§ **Selected passage**:
[Start of Attachment]

The objects you get back are immutable, so every .AddXXX() return an updated version of the object, allowing us to chain these together.

This block is pretty big, one of the downsides of using an object model is that the code is definitely more verbose. But it creates a new overriding class, adding in the modifiers from the original, and then adds a new property for each of the original properties both marked as virtual and with the marker JProperty attribute. This attribute doesn't do anything - it just allows me to use it so each of the generators can override the GetProperties method and add the appropriate attribute to the new class.

At the end we ask for some normalised whitespace so it can be read and parsed, and return the full string. We have our class!

Here's an example of the Newtonsoft class generator to show how it ensures that the right attribute is added to each property

    public class NewtonsoftGenerator:JsonClassGenerator
    {
        protected override AttributeListSyntax JsonLibraryAttribute(AttributeSyntax propertyAttribute)
        {
            var propertyName = propertyAttribute.ArgumentList.Arguments.First().Expression.ToFullString();

            var argument = SyntaxFactory.AttributeArgument(
                SyntaxFactory.LiteralExpression(SyntaxKind.StringLiteralExpression, SyntaxFactory.Token(default, SyntaxKind.StringLiteralToken, propertyName, propertyName, default)));

            return SyntaxFactory.AttributeList(SyntaxFactory.SeparatedList(new[]
            {
                SyntaxFactory.Attribute(SyntaxFactory.ParseName("JsonProperty")).AddArgumentListArguments(argument)
            }));
        }
    }

Again, this is a basic example - there are other arguments you may need to support, in which case you'd parse out the original list and work from there to build it up. But hopefully you can see how although this code might be complicated, it places all that complication into the generator and leaves your actual JSON libraries clean.

So now we have the class (and with the understanding we're skipping over a bit in terms of things like ensuring namespace matches etc) we have to add it into the compilation process.

var generatorReference = Guid.NewGuid().ToString("N");
var overrideClass = classGenerator.Generate(classToUpdate, "Testing123");
context.AddSource(generatorReference, overrideClass);

The generator reference should be something a little more meaningful - as it's what's shown in areas such as the Error List if your generator produces bad code, but this guid is purely for ease of getting my example working. Now the class has been added the compilation proceeds and (fingers crossed there's no compilation errors) I get the regular output. Except it's a little more than meets the eye.

If I take a look at my assembly now using DotPeek I see this!

A DotPeek window showing the new Testing123 class

Eureka! Only a simple example but the code is written in such a way that it would fly through any number of models and properties and spin this up (assuming the appropriate markers of course).

[End of Attachment]

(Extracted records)
[Start of Attachment]

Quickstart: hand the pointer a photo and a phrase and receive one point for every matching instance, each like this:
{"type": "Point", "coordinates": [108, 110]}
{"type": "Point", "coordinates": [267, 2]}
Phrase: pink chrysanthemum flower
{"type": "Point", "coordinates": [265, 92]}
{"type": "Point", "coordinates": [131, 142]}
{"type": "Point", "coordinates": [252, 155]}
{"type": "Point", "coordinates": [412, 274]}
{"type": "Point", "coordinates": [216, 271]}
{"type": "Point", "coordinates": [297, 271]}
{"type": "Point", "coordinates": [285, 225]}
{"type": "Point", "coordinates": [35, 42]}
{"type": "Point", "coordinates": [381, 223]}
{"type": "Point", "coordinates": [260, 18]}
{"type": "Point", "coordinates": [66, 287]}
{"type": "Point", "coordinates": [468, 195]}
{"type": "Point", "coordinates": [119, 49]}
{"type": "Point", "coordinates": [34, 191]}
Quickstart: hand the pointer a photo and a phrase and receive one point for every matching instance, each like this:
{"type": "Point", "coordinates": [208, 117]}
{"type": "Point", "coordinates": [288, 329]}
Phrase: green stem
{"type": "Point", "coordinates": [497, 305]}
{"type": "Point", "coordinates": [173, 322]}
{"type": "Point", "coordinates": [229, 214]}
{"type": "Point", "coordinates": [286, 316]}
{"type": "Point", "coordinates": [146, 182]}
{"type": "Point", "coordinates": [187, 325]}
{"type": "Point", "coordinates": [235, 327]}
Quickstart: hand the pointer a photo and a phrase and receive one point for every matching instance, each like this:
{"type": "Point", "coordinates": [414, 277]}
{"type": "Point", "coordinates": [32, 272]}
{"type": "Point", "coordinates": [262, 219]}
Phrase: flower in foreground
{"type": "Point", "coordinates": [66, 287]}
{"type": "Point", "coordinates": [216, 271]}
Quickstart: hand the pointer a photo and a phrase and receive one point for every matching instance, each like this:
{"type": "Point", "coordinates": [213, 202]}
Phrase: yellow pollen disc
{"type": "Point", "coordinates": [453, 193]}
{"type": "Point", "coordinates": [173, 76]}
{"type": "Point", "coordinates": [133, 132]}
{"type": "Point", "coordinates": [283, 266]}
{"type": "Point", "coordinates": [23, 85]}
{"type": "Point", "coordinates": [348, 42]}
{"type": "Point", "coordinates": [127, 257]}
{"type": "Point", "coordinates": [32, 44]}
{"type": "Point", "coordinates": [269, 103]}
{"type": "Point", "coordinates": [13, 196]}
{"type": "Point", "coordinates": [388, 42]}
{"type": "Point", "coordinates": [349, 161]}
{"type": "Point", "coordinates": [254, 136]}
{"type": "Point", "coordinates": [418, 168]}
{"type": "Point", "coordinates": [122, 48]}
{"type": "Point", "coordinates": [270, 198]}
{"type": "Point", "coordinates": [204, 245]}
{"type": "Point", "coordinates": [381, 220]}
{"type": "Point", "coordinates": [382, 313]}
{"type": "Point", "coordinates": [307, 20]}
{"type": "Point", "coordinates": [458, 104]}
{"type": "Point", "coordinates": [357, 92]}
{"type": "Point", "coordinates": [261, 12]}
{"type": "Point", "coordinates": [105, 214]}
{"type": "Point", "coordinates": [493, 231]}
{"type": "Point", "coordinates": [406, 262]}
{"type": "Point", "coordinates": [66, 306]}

[End of Attachment]

§ **Work instruction 1**:
Reproduce word for word the part of the JSON class generator passage between "Again, this is" and "the compilation process.", inclusive.
§ **Work instruction 2**:
Answer from the JSON class generator passage:
(a) What tool is used to look at the assembly after compilation?
(b) What string is passed as the second argument to classGenerator.Generate?
(c) Which attribute name does the Newtonsoft generator parse when building the attribute list?
The records are separate material and are not part of the JSON class generator passage.

§ **Final answer 1**:
Again, this is a basic example - there are other arguments you may need to support, in which case you'd parse out the original list and work from there to build it up. But hopefully you can see how although this code might be complicated, it places all that complication into the generator and leaves your actual JSON libraries clean.

So now we have the class (and with the understanding we're skipping over a bit in terms of things like ensuring namespace matches etc) we have to add it into the compilation process.

§ **Final answer 2**:
(a) DotPeek
(b) "Testing123"
(c) JsonProperty